[Opening SOURCE MATERIAL section]
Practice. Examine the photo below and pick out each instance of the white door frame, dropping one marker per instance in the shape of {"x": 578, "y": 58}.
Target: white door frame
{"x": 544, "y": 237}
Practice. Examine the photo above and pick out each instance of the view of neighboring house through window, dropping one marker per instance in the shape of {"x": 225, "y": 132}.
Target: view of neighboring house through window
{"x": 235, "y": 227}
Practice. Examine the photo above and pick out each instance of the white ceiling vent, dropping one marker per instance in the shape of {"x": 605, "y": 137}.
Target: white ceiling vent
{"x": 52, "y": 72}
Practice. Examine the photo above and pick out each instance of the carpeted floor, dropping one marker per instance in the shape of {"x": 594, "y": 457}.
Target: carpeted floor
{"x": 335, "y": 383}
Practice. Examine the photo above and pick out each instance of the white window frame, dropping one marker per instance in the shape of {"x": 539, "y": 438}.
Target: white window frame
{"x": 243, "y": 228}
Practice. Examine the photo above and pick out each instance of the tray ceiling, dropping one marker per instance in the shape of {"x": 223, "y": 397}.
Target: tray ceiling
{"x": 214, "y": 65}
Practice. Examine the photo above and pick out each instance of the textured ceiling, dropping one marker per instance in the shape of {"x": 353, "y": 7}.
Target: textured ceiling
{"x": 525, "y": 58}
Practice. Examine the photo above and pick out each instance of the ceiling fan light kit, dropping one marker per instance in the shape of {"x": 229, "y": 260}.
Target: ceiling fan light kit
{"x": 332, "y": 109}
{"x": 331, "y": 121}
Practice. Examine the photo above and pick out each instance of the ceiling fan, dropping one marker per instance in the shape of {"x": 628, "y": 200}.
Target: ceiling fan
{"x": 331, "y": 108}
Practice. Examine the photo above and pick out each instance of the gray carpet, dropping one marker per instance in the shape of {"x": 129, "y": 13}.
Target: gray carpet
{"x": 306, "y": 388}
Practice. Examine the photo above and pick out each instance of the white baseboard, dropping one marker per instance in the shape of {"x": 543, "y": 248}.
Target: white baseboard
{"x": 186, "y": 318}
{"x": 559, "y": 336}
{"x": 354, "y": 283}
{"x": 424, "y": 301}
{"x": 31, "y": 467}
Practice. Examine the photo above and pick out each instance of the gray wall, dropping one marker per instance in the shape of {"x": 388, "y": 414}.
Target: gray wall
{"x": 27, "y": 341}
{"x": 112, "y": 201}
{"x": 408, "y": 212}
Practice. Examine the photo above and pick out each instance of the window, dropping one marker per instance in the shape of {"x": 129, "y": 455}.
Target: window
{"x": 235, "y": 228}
[Closing SOURCE MATERIAL section]
= WHAT YOU WILL DO =
Please write out all of the records above, character for character.

= ANSWER TO THE EXERCISE =
Practice. Examine the photo below and pick out each instance of the white door frame, dropping one marker per instance in the shape of {"x": 578, "y": 58}.
Target: white door frame
{"x": 544, "y": 237}
Practice. Examine the photo above and pick out each instance of the view of neighboring house through window, dropping one marker per instance in the shape of {"x": 225, "y": 132}.
Target: view of neighboring house through window
{"x": 235, "y": 227}
Practice. Examine the photo above and pick out each instance of the white ceiling vent, dropping one marker per instance in the shape of {"x": 605, "y": 137}.
Target: white ceiling vent
{"x": 52, "y": 72}
Practice. Examine the photo above and pick out each instance of the carpeted floor, dropping one marker per instance in the shape of {"x": 594, "y": 457}.
Target: carpeted floor
{"x": 335, "y": 383}
Practice. Examine the photo above and pick out each instance of the white window frame, dropping one marker per instance in the shape of {"x": 539, "y": 438}.
Target: white window frame
{"x": 243, "y": 228}
Practice. Examine the photo above and pick out each instance of the tray ceiling, dropping one marker per instance in the shape of {"x": 223, "y": 397}.
Target: tray ceiling
{"x": 214, "y": 65}
Practice. Examine the photo above and pick out each instance of the textured ceiling, dropping one marker per instance in the shape of {"x": 353, "y": 7}.
Target: textured ceiling
{"x": 525, "y": 58}
Practice. Examine the photo above and pick out each instance of the ceiling fan light kit, dropping one marker per instance in the shape of {"x": 229, "y": 260}.
Target: ceiling fan light kit
{"x": 332, "y": 109}
{"x": 331, "y": 121}
Practice. Examine the photo above and pick out each instance of the ceiling fan, dropping one marker per instance in the shape of {"x": 628, "y": 200}.
Target: ceiling fan
{"x": 331, "y": 108}
Practice. Examine the photo above and pick out each instance of the gray carpet, dropping one marker per instance in the shape of {"x": 129, "y": 13}.
Target: gray carpet
{"x": 306, "y": 388}
Practice. Examine the photo above and pick out each instance of the white baseboard, dropping one marker per instance in the shape of {"x": 543, "y": 248}.
Target: white baseboard
{"x": 186, "y": 318}
{"x": 559, "y": 336}
{"x": 354, "y": 283}
{"x": 424, "y": 301}
{"x": 31, "y": 467}
Practice. Examine the photo above and pick out each instance of the gray wall, dropping one marker per instance in the shape of {"x": 388, "y": 414}.
Target: gray wall
{"x": 27, "y": 341}
{"x": 112, "y": 201}
{"x": 408, "y": 212}
Practice. Examine the photo above and pick out each instance of the window, dropping one marker per instance in the shape of {"x": 129, "y": 455}.
Target: window
{"x": 235, "y": 228}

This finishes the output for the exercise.